Do this
Can you transcribe verbatim the lines from the very first one up to and including the line with "Outlines of the", leaving the pictures out?

>>>

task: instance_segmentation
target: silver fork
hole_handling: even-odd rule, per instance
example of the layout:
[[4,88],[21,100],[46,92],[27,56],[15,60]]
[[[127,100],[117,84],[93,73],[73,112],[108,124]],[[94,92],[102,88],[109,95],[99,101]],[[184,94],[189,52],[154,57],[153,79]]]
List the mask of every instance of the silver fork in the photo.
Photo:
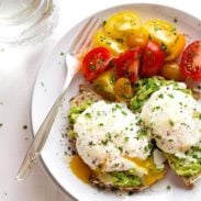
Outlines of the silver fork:
[[66,74],[63,89],[60,91],[60,94],[56,99],[54,105],[52,107],[51,111],[48,112],[45,120],[43,121],[41,127],[38,129],[35,135],[35,138],[26,153],[26,156],[16,175],[18,181],[25,180],[30,175],[32,167],[36,164],[38,156],[48,137],[48,134],[51,132],[55,118],[58,113],[58,108],[62,103],[62,100],[67,92],[68,86],[71,82],[75,75],[79,71],[77,67],[78,57],[83,49],[90,46],[91,37],[94,31],[98,29],[99,24],[100,24],[100,21],[97,18],[94,16],[90,18],[87,21],[87,23],[83,25],[83,27],[80,30],[78,35],[76,36],[71,46],[69,47],[69,51],[66,54],[67,74]]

<<<

Task response
task: instance_segmentation
target: silver fork
hole_handling: even-odd rule, per instance
example of the layout:
[[4,88],[21,100],[46,92],[27,56],[15,60]]
[[[127,100],[117,84],[93,73],[73,112],[108,124]],[[94,92],[102,88],[109,95],[99,101]],[[184,94],[189,52],[154,57],[153,79]]]
List the mask of every instance of the silver fork in the photo.
Photo:
Outlines of the silver fork:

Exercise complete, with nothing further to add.